* _AÇÃO NECESSÁRIA_
De acordo com o trecho sobre os eleitores de Trump, por que os mais de 70 milhões de votos não expressam só apoio a ele? Responda em uma a três frases.

======== TRECHO FORNECIDO

Não é para se retirar do mundo e se ensimesmar, mas descobrir como conciliar os dois polos.

O presidente, e mesmo seus oponentes, enfatizam o fato de que mais de 70 milhões de americanos votaram em Trump. O que esses números indicam sobre a política americana? Quão extremos são esses eleitores? Esse número expressivo de votos é um reflexo de como os Estados Unidos estão profundamente polarizados em linhas partidárias. Não quero descartar a facção considerável do Partido Republicano que realmente acredita no que Trump representa, o que é definitivamente um problema para o Partido Republicano e para a República americana.

Mas muitos dos republicanos que votaram em Donald Trump não toleram a invasão do Capitólio, mas são profundamente contra os democratas e as políticas que muitos deles pensam que os democratas representam. Políticas que eles veem como ameaça a seus interesses. Ou seja, o número mostra muito da oposição à política democrata, além de apoio a Trump.

================
======== REGISTROS LISTADOS

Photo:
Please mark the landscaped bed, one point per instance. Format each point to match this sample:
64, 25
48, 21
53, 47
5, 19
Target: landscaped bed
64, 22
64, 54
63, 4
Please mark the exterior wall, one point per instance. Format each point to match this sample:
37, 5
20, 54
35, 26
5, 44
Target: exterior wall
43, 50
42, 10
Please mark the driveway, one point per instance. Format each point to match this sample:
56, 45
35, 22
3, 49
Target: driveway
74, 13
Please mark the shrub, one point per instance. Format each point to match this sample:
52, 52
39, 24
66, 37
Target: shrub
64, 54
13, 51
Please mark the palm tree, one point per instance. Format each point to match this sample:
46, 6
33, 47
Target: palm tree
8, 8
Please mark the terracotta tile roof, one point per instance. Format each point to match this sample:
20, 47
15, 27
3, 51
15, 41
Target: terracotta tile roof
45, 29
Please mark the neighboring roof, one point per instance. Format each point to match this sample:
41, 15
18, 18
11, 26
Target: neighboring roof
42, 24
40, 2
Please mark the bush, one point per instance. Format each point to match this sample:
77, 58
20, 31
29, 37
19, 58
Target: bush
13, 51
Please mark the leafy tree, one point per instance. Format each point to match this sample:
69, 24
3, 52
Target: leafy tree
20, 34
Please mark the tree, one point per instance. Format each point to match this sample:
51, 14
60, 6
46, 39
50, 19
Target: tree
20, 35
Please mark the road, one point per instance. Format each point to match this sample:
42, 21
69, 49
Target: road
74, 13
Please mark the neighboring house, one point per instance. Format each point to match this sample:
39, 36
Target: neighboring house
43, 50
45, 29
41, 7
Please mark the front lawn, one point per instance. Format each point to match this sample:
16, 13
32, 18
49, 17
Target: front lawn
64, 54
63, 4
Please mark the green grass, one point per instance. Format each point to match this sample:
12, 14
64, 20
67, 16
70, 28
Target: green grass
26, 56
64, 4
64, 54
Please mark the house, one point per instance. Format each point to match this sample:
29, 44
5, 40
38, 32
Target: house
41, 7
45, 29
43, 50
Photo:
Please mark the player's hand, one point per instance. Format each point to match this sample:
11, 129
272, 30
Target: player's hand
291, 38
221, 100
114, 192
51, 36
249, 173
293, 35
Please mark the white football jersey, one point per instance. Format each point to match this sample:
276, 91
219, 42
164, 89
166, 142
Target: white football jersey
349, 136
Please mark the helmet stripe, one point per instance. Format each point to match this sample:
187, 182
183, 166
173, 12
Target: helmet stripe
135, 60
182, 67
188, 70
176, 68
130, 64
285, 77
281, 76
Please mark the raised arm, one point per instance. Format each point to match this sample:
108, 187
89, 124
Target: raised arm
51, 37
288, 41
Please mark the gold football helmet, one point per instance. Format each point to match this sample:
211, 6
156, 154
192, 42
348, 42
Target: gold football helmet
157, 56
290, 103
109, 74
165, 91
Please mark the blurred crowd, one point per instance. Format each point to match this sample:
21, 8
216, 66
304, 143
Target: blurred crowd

================

* _RESPOSTA_
Muitos republicanos que votaram em Donald Trump não toleram a invasão do Capitólio. Eles votaram por serem profundamente contra os democratas e as políticas que veem como ameaça a seus interesses. Por isso o número mostra muito da oposição à política democrata, além do apoio a Trump.